## WHAT THE TASK ASKS
Repeat the listing in full, exactly as it stands.

## START DATA LISTING

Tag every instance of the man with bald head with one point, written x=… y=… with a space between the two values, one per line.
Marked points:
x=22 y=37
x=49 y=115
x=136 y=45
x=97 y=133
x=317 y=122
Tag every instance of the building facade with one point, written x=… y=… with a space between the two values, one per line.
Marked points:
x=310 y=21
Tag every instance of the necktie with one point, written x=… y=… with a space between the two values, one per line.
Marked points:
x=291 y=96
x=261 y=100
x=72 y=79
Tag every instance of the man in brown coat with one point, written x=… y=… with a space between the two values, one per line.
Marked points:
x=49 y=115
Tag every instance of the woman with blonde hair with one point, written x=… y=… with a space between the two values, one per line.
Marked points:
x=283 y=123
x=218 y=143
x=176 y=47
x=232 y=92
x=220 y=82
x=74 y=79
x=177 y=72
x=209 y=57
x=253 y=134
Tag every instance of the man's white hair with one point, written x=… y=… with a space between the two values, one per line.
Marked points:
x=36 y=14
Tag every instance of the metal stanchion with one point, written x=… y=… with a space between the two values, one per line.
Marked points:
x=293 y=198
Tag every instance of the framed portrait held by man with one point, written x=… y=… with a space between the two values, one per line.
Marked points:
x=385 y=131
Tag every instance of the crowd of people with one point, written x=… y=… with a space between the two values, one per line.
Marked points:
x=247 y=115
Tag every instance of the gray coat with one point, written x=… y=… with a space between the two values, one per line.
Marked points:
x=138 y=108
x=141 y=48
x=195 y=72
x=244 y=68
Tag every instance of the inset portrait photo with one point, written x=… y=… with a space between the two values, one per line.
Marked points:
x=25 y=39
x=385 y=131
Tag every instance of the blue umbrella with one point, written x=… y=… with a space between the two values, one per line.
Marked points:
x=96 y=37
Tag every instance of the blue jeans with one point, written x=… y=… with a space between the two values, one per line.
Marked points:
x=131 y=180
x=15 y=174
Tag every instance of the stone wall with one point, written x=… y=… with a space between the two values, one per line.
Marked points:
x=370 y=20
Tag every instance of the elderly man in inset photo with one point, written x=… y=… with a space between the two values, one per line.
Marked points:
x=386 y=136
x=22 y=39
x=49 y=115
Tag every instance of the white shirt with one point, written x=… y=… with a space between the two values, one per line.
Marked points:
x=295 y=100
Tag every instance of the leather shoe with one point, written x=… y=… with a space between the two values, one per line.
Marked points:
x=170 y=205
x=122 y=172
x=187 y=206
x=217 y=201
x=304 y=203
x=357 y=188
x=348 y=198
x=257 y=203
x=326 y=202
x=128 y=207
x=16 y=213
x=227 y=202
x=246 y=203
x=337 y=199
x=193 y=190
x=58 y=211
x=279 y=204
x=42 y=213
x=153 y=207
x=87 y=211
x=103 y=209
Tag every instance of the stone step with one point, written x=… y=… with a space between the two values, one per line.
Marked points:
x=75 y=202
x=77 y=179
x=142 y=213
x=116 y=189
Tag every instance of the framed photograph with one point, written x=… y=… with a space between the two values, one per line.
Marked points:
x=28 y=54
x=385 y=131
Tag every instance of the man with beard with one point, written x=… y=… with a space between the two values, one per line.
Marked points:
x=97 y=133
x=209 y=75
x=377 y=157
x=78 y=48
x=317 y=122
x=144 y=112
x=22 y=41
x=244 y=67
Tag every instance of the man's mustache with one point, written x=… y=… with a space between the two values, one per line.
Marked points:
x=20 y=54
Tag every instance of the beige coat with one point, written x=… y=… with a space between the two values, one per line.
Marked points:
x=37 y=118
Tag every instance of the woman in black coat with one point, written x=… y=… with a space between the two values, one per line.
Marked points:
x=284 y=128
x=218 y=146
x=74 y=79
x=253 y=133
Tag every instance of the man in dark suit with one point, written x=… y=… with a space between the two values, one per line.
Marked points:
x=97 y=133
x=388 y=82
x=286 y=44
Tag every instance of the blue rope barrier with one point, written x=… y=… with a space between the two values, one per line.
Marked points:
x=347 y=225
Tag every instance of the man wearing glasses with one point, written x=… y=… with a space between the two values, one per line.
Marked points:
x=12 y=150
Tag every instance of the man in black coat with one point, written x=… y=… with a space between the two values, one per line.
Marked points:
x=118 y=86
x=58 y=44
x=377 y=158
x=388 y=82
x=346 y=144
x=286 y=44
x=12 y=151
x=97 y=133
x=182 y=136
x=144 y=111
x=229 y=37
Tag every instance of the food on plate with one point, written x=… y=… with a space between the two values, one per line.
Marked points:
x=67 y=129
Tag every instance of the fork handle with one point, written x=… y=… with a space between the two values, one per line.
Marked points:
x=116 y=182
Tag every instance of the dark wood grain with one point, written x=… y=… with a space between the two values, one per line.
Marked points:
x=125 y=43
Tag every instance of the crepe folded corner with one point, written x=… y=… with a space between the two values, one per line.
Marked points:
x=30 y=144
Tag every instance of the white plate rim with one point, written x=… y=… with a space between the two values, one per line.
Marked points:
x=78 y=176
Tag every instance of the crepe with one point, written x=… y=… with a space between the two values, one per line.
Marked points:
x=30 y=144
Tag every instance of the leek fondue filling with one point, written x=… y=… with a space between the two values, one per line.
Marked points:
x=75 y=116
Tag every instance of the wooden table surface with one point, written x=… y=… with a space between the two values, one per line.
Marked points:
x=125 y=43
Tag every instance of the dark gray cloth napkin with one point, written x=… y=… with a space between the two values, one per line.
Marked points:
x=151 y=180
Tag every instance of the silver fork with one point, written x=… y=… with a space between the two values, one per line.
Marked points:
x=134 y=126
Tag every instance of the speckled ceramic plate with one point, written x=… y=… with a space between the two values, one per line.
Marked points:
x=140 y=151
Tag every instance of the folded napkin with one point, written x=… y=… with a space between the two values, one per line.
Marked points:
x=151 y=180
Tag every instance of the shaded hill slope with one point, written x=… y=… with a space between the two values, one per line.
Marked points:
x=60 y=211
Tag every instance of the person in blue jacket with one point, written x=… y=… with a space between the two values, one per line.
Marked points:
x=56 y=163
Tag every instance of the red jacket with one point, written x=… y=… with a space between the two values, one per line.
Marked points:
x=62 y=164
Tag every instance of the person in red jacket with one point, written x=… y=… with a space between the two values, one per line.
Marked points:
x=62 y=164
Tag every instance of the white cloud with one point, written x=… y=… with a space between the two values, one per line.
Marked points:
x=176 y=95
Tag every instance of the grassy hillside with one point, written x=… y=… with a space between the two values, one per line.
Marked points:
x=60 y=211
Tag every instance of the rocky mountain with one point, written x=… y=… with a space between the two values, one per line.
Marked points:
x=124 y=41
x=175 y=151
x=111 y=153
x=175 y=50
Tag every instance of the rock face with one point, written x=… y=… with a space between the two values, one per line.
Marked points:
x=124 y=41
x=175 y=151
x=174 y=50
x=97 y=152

## END DATA LISTING

## ANSWER TO THE TASK
Tag every instance of the man with bald head with one point, written x=… y=… with a space between the two values, one per line.
Marked points:
x=22 y=37
x=49 y=115
x=136 y=45
x=97 y=133
x=317 y=122
Tag every instance of the building facade with one point, written x=… y=… with a space between the two values, one per line.
Marked points:
x=310 y=21
Tag every instance of the necktie with one point, written x=… y=… with a space between the two values, one per line.
Marked points:
x=291 y=96
x=261 y=100
x=72 y=79
Tag every instance of the man in brown coat with one point, written x=… y=… with a space between the two values, one per line.
Marked points:
x=49 y=115
Tag every instance of the woman with blonde hair with one point, written x=… y=… with a space between the two values, one per line.
Marked points:
x=283 y=123
x=218 y=143
x=176 y=47
x=232 y=92
x=220 y=82
x=74 y=79
x=177 y=72
x=209 y=57
x=253 y=134
Tag every instance of the man's white hair with one point, written x=… y=… with a space between the two values, one per line.
Marked points:
x=36 y=14
Tag every instance of the metal stanchion with one point, written x=… y=… with a space between the two values, one per line.
Marked points:
x=293 y=198
Tag every instance of the framed portrait held by man with one point, written x=… y=… with a space between the two values, one per line.
Marked points:
x=385 y=131
Tag every instance of the crowd of people with one point, written x=… y=… with a space between the two values, one per line.
Marked points:
x=247 y=115
Tag every instance of the gray coat with one point, written x=… y=… with a space between the two values, one per line.
Marked points:
x=138 y=108
x=141 y=48
x=195 y=72
x=244 y=68
Tag every instance of the inset portrait photo with one point, written x=… y=… with a space between the two values, one per line.
Marked points:
x=25 y=39
x=385 y=131
Tag every instance of the blue umbrella with one point, written x=… y=… with a space between the two values, one per line.
Marked points:
x=96 y=37
Tag every instance of the blue jeans with one point, written x=… y=… with a space between the two values, one per line.
Marked points:
x=131 y=180
x=15 y=174
Tag every instance of the stone wall with one point, written x=… y=… with a space between the two values, one per line.
Marked points:
x=370 y=20
Tag every instance of the elderly man in inset photo with one point, written x=… y=… with a space between the two values, one per line.
Marked points:
x=386 y=136
x=22 y=39
x=49 y=115
Tag every instance of the white shirt with one point, written x=… y=… with a space between the two values, one per line.
Marked points:
x=295 y=100
Tag every instance of the leather shoe with one point, written x=… y=… with a space between the two values, one per line.
Marked points:
x=170 y=205
x=122 y=172
x=187 y=206
x=217 y=201
x=304 y=203
x=357 y=188
x=348 y=198
x=257 y=203
x=326 y=202
x=128 y=207
x=16 y=213
x=227 y=202
x=246 y=203
x=337 y=199
x=193 y=190
x=58 y=211
x=279 y=204
x=42 y=213
x=153 y=207
x=87 y=211
x=103 y=209
Tag every instance of the stone step with one point, written x=… y=… with a space between the two values, one per line.
Marked points:
x=75 y=202
x=77 y=179
x=142 y=213
x=116 y=189
Tag every instance of the framed photograph with one point, written x=… y=… with a space between the two values, one per line.
Marked points:
x=28 y=54
x=385 y=131
Tag every instance of the man with beard with one point, written x=… y=… with a space between the two values, one per line.
Marked points:
x=97 y=133
x=209 y=75
x=377 y=157
x=78 y=48
x=317 y=122
x=144 y=112
x=22 y=41
x=244 y=67
Tag every instance of the man's mustache with one point, written x=… y=… with a space between the two values, one per line.
Marked points:
x=20 y=54
Tag every instance of the beige coat with one point, written x=… y=… with a space between the two values, one per line.
Marked points:
x=37 y=118
Tag every instance of the woman in black coat with one point, written x=… y=… with a space between the two values, one per line.
Marked points:
x=284 y=128
x=218 y=146
x=74 y=79
x=253 y=133
Tag every instance of the man in dark suit with one point, written x=… y=… with a space between the two values, one per line.
Marked points:
x=97 y=133
x=388 y=82
x=286 y=44
Tag every instance of the blue rope barrier with one point, written x=… y=… with a space between the two values, one per line.
Marked points:
x=347 y=225
Tag every instance of the man wearing glasses with one point, written x=… y=… with a space between the two values, one per line.
Marked points:
x=12 y=150
Tag every instance of the man in black coat with one point, written x=… y=… with a space between the two values, one per line.
Marked points:
x=118 y=86
x=58 y=44
x=377 y=158
x=388 y=82
x=346 y=144
x=286 y=44
x=12 y=151
x=97 y=133
x=182 y=136
x=144 y=111
x=229 y=37
Tag every instance of the food on plate with one point, written x=… y=… with a space between the two values, one per line.
Marked points:
x=67 y=129
Tag every instance of the fork handle with one point, written x=… y=… with a space between the two values, one per line.
Marked points:
x=116 y=182
Tag every instance of the dark wood grain with one point, written x=… y=… with a space between the two values, one per line.
Marked points:
x=125 y=43
Tag every instance of the crepe folded corner with one point, written x=… y=… with a space between the two values, one per line.
Marked points:
x=30 y=144
Tag every instance of the white plate rim with one point, written x=… y=… with a space between the two values, one per line.
Marked points:
x=78 y=176
Tag every instance of the crepe with one point, written x=… y=… with a space between the two values, one per line.
Marked points:
x=30 y=144
Tag every instance of the leek fondue filling with one point, written x=… y=… with a space between the two values, one per line.
Marked points:
x=75 y=116
Tag every instance of the wooden table surface with one point, written x=… y=… with a space between the two values, one per line.
Marked points:
x=125 y=43
Tag every instance of the dark gray cloth napkin with one point, written x=… y=… with a space between the two values, one per line.
Marked points:
x=151 y=180
Tag every instance of the silver fork with one point, written x=… y=… with a space between the two values, one per line.
Marked points:
x=134 y=126
Tag every instance of the speckled ceramic plate with one point, written x=… y=… with a space between the two values, one per line.
Marked points:
x=140 y=151
Tag every instance of the folded napkin with one point, written x=… y=… with a space between the two values, one per line.
Marked points:
x=151 y=180
Tag every instance of the shaded hill slope with one point, written x=… y=… with a space between the two values, one per line.
Marked points:
x=60 y=211
Tag every instance of the person in blue jacket with one point, written x=… y=… with a space between the two values, one per line.
Marked points:
x=56 y=163
Tag every instance of the red jacket with one point, written x=… y=… with a space between the two values, one per line.
Marked points:
x=62 y=164
Tag every instance of the person in red jacket with one point, written x=… y=… with a space between the two values, one per line.
Marked points:
x=62 y=164
Tag every instance of the white cloud with one point, written x=… y=… with a space between the two values, one per line.
Marked points:
x=176 y=95
Tag every instance of the grassy hillside with one point, written x=… y=… with a space between the two values, one per line.
Marked points:
x=60 y=211
Tag every instance of the rocky mountain with one point, written x=… y=… with a space between the two values, one per line.
Marked points:
x=124 y=41
x=175 y=151
x=111 y=153
x=175 y=50
Tag every instance of the rock face with one point, written x=… y=… with a space between the two values, one per line.
Marked points:
x=124 y=41
x=175 y=151
x=174 y=50
x=97 y=152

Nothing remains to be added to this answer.